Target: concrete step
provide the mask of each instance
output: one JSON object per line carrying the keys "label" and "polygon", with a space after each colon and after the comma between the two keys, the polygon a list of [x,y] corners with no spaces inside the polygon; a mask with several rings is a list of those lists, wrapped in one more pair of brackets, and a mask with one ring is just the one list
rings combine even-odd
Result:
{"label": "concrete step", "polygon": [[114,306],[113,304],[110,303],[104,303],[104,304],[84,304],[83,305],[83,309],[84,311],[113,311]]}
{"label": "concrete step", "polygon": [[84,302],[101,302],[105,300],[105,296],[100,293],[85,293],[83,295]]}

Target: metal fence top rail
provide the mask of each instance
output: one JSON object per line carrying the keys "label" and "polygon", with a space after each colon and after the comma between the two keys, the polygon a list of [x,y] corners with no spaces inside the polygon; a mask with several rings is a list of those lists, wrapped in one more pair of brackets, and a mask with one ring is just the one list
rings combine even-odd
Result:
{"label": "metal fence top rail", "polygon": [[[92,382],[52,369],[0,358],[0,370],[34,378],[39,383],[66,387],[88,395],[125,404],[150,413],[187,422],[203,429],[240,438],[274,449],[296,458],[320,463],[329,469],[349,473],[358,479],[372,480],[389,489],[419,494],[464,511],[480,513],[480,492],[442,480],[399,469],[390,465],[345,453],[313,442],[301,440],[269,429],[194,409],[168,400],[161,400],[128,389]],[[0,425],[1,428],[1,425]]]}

■ ■ ■ ■ ■

YOUR TASK> Output all of the material exactly.

RESULT OF THIS TASK>
Target: concrete step
provide the mask of each instance
output: one JSON object per line carrying the keys "label" and "polygon", with a space after each colon and after the comma between the two keys, the polygon a list of [x,y] corners with no spaces inside the polygon; a mask with several rings is a list of those lists, wrapped in one more pair of brackets, and a mask with one ring is just the one list
rings combine even-odd
Result:
{"label": "concrete step", "polygon": [[114,306],[113,304],[110,303],[104,303],[104,304],[84,304],[83,305],[83,309],[84,311],[113,311]]}
{"label": "concrete step", "polygon": [[84,302],[101,302],[105,300],[105,296],[100,293],[85,293],[83,295]]}

Target: metal fence top rail
provide the mask of each instance
output: one JSON object per line carrying the keys "label" and "polygon", with a space after each colon and after the comma between the two keys, the polygon a list of [x,y] corners with no spaces inside the polygon; a mask with several rings is a list of those lists, wrapped in one more pair of brackets, and a mask with one ring is just the one list
rings combine even-odd
Result:
{"label": "metal fence top rail", "polygon": [[[92,382],[52,369],[0,358],[0,370],[34,378],[39,383],[66,387],[88,395],[125,404],[150,413],[187,422],[203,429],[240,438],[274,449],[296,458],[320,463],[329,469],[349,473],[358,479],[372,480],[389,489],[419,494],[464,511],[480,513],[480,492],[442,480],[399,469],[390,465],[345,453],[313,442],[301,440],[269,429],[194,409],[168,400],[161,400],[128,389]],[[0,425],[1,428],[1,425]]]}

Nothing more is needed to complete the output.